_Aim of the exercise_. Reproduce all entries precisely, down to the last character.
>> Start The input
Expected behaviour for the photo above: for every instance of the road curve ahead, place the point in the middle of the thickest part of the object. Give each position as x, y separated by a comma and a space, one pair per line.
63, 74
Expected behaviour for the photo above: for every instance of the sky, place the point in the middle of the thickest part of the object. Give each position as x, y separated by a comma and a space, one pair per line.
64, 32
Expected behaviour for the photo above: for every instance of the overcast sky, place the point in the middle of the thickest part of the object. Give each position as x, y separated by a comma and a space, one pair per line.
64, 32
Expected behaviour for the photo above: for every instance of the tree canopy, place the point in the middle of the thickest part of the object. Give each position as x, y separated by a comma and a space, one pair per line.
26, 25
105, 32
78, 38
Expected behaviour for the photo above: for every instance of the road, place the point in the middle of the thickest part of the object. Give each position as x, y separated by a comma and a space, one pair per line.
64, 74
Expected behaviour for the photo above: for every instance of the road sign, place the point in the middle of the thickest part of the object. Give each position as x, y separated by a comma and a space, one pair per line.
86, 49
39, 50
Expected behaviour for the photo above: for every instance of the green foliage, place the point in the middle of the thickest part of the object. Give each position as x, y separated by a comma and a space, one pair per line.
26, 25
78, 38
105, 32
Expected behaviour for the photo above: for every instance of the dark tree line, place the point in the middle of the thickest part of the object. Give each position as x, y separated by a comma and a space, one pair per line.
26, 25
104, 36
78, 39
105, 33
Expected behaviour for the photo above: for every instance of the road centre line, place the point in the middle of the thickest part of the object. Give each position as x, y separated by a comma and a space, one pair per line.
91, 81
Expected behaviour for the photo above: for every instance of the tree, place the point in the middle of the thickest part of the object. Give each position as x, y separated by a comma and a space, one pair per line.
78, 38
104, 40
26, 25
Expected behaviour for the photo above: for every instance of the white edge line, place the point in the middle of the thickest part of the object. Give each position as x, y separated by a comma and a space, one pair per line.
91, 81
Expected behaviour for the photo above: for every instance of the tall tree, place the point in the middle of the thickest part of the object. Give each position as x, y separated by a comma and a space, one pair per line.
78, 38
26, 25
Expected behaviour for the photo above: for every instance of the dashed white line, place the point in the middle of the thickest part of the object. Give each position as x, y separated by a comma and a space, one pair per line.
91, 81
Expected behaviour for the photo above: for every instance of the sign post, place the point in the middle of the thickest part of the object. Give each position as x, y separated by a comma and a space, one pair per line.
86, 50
>> End The input
_Written solution_.
Expected behaviour for the photo above: for every instance of the road curve ahead, place the point in the middle of the thickest part of the object. Give each position as x, y separated by a comma and a space, one pair per line.
63, 74
Expected behaviour for the photo above: for every instance of the sky, place the point in the middle of the thickest part of the object. Give each position as x, y separated by a comma and a space, one pair per line.
64, 32
Expected behaviour for the photo above: for every instance of the overcast sky, place the point in the middle of the thickest part of the object. Give each position as x, y separated by a comma and a space, one pair per line.
64, 32
Expected behaviour for the photo above: for every instance of the tree canopy, place the point in the middle of the thickest part of the object. Give each position as x, y separated by a comma and a space, one pair per line.
26, 25
105, 32
78, 38
Expected behaviour for the photo above: for every instance of the road, place the point in the middle of the thickest part of the object. Give each position as x, y separated by a comma and a space, one pair per line.
64, 74
Expected behaviour for the photo above: for every instance of the road sign, place the point in the middle of the thickest part of the object. Give each position as x, y separated by a comma and a space, one pair per line.
86, 49
39, 50
Expected behaviour for the photo above: for every instance of the green foliage, place the point in the middle of the thickest part of the object. Give each position as x, y separated by a comma and a space, one pair per line.
26, 25
78, 38
105, 32
Expected behaviour for the photo above: for every instance of the dark tree line, place the point in the middle of the thickest part of the object. Give each position as x, y separated by a comma and a space, one pair per line.
26, 25
104, 36
78, 39
105, 33
Expected behaviour for the photo above: for every instance of the road centre line, place the point in the middle of the thickest part of the object. Give each position as x, y separated by a comma and a space, one pair per line.
91, 81
Expected behaviour for the photo above: for every instance of the tree, place the point in the middle of the thickest part of the object. Give each position as x, y separated by a comma and a space, one pair per line.
78, 38
104, 40
26, 25
Expected behaviour for the photo above: for every instance of the white edge line, place the point in the middle of the thickest part of the object. Give each position as x, y separated by a comma and a space, one pair per line.
91, 81
Expected behaviour for the photo above: for every instance of the tall tree, place the point in the middle of the thickest part of the object. Give each position as x, y separated by a comma and a space, one pair per line.
78, 38
26, 25
Expected behaviour for the photo above: for every instance of the dashed white line, place the point in the middle of the thickest part of the object. Give each position as x, y separated by a comma and a space, one pair per line.
91, 81
Expected behaviour for the photo above: for every instance of the sign post, place the point in the middle of the thickest part of the object. Give each position as x, y separated by a comma and a space, one pair per line.
86, 50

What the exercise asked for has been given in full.